### Explorer le document
**A.** Citez le passage du texte sur les déodorants qui va de « Mais ce n'est » à « heures. Sans commentaire! ».
**B.** Traduisez en anglais cette phrase du texte sur les déodorants : « On voit ainsi sur le marché nombre de déodorants contenant des sels d'aluminium à propriétés antitranspirantes. »

### Texte d'étude

━━━━━━━━━━━━━━━━

Déodorant ou antisudorifique?

Pour lutter contre les odeurs corporelles, plusieurs catégories de cosmétiques sont disponibles. Produits d'hygiène (savons, gels douche, laits nettoyants, etc.) d'une part, déodorants et antisudorifiques de l'autre. Alors déodorant ou antisudorifique? La question relative à ces cosmétiques se pose puisque l'on doit être en mesure de pouvoir choisir l'un ou l'autre des modes d'action.

Mais ce n'est pas ce qui se produit : depuis bien longtemps déjà on mélange allègrement les deux notions. On voit ainsi sur le marché nombre de déodorants contenant des sels d'aluminium à propriétés antitranspirantes. La confusion la plus grande règne dans les esprits et sur le marché. On assiste également à une surenchère des allégations avec des produits présentés comme efficaces pendant 24, 48 ou même 96 heures. Sans commentaire!

De multiples ingrédients

Pour comprendre la différence entre ces deux catégories de cosmétiques, il faut se pencher sur les listes de leurs ingrédients. Un déodorant peut être composé d'antiseptiques qui limitent la prolifération des microorganismes cutanés, d'actifs désodorisants ou séquestrants qui se lient chimiquement avec les molécules malodorantes afin de les neutraliser, d'antioxydants qui ont pour but d'éviter le rancissement des corps gras ou bien encore de parfums qui masquent tant bien que mal les odeurs corporelles...

━━━━━━━━━━━━━━━━

### Extraits de données
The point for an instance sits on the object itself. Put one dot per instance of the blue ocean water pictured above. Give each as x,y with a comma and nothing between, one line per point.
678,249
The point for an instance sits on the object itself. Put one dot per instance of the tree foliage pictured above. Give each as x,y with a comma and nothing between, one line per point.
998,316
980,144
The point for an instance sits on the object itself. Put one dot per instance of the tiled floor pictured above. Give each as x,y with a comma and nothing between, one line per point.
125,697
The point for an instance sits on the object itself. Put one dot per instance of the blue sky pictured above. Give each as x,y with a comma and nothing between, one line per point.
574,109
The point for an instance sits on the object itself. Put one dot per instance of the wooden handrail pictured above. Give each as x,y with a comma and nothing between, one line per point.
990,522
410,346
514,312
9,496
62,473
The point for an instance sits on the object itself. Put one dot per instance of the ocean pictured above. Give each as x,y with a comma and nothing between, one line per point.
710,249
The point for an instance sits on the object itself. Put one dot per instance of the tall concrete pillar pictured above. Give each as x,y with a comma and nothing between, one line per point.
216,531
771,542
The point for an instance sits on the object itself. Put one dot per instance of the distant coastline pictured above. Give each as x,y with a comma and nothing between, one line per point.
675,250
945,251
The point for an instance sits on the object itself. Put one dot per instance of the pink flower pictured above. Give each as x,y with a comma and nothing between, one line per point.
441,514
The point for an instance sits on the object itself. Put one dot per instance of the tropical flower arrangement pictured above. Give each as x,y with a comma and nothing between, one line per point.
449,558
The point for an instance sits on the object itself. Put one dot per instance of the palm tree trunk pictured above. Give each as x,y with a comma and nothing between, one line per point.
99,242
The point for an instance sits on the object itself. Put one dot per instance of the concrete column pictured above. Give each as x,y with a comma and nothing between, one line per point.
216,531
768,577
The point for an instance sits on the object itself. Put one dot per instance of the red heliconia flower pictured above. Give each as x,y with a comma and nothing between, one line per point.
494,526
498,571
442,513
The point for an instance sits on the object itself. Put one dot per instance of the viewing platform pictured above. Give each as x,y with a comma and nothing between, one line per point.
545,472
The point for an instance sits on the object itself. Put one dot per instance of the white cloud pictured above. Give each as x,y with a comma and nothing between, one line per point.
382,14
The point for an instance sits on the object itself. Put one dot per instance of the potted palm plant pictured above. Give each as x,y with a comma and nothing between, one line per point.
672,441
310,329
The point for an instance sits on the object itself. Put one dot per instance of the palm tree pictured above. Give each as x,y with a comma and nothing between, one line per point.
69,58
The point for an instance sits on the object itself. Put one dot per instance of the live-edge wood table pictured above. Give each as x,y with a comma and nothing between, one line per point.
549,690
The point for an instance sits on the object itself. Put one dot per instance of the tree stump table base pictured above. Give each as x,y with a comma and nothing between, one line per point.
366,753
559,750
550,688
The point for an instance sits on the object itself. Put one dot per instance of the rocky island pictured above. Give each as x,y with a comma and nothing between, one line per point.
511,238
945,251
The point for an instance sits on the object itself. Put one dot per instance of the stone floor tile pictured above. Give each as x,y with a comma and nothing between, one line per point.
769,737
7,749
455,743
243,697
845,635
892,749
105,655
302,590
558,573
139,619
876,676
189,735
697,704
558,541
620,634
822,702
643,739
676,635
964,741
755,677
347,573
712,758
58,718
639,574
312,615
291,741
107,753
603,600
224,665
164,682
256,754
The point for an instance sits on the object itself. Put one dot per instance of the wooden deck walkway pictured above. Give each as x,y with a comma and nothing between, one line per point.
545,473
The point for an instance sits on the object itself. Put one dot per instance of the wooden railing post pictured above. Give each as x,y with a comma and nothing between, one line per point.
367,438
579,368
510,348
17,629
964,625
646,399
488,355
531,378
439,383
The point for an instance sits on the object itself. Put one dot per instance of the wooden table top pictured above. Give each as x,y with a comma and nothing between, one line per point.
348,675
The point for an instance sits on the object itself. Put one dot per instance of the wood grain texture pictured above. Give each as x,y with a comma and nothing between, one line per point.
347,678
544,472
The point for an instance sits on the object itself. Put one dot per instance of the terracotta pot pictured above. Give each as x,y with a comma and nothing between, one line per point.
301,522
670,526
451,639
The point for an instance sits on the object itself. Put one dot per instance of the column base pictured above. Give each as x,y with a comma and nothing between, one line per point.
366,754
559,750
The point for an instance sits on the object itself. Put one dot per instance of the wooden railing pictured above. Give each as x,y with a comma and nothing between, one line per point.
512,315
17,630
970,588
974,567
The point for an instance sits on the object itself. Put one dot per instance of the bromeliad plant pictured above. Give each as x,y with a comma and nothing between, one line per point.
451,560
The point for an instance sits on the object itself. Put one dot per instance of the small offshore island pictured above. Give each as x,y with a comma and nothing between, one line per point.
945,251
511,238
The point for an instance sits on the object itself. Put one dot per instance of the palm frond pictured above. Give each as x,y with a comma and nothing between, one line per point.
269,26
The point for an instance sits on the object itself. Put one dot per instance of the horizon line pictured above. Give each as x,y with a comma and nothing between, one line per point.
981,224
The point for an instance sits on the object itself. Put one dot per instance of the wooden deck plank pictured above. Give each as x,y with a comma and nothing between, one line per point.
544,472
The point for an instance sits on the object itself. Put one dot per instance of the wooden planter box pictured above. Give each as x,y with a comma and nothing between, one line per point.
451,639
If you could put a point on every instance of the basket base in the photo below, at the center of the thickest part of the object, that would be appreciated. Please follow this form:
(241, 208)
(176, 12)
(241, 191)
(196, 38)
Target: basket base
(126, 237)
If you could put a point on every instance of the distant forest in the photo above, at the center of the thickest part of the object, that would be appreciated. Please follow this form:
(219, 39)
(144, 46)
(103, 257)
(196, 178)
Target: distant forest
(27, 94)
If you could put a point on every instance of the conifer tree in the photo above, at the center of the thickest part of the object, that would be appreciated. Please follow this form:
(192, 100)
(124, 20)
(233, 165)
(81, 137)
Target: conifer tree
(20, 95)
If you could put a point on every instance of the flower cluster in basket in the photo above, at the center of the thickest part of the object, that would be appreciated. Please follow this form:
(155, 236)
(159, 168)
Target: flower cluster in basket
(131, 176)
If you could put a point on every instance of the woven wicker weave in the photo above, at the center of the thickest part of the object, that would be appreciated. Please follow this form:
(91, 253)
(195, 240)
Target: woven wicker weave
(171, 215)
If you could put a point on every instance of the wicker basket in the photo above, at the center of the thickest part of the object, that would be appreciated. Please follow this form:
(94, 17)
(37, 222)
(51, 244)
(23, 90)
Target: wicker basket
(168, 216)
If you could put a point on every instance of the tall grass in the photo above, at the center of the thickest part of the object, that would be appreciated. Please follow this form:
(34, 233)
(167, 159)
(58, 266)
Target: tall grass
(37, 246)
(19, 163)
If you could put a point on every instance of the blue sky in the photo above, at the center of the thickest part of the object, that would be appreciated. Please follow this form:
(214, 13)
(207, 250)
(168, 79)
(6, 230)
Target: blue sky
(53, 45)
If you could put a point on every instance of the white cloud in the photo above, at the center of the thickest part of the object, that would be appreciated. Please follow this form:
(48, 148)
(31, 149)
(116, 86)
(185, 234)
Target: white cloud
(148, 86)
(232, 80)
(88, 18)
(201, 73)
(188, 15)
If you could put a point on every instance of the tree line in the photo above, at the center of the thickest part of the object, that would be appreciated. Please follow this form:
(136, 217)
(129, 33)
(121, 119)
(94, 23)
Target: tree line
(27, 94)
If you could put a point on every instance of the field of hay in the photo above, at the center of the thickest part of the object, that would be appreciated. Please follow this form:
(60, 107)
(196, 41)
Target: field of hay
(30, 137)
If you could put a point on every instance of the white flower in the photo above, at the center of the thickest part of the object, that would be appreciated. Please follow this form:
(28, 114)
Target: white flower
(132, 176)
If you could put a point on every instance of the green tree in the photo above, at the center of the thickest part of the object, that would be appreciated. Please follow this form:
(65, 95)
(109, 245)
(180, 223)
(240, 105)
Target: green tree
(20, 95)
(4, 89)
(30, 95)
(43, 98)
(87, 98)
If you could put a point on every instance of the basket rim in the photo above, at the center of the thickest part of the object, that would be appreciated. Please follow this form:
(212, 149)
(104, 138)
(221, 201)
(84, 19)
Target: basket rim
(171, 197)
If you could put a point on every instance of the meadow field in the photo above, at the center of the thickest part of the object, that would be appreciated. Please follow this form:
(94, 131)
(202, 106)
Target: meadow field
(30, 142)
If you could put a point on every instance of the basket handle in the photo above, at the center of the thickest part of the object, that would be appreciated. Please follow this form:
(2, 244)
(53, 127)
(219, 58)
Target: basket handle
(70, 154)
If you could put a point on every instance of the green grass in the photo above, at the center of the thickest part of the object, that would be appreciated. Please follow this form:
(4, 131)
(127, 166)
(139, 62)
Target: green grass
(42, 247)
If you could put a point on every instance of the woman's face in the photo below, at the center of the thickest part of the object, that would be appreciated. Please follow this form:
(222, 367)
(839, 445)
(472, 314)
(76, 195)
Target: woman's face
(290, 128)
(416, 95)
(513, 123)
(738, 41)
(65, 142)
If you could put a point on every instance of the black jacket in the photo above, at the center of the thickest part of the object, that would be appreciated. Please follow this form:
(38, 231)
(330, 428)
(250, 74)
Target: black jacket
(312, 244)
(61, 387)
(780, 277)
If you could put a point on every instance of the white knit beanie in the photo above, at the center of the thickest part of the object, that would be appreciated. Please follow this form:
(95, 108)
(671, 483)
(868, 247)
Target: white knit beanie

━━━━━━━━━━━━━━━━

### Vos réponses
**A.**
Mais ce n'est pas ce qui se produit : depuis bien longtemps déjà on mélange allègrement les deux notions. On voit ainsi sur le marché nombre de déodorants contenant des sels d'aluminium à propriétés antitranspirantes. La confusion la plus grande règne dans les esprits et sur le marché. On assiste également à une surenchère des allégations avec des produits présentés comme efficaces pendant 24, 48 ou même 96 heures. Sans commentaire!

**B.** Thus, many deodorants containing aluminum salts with antiperspirant properties can be seen on the market.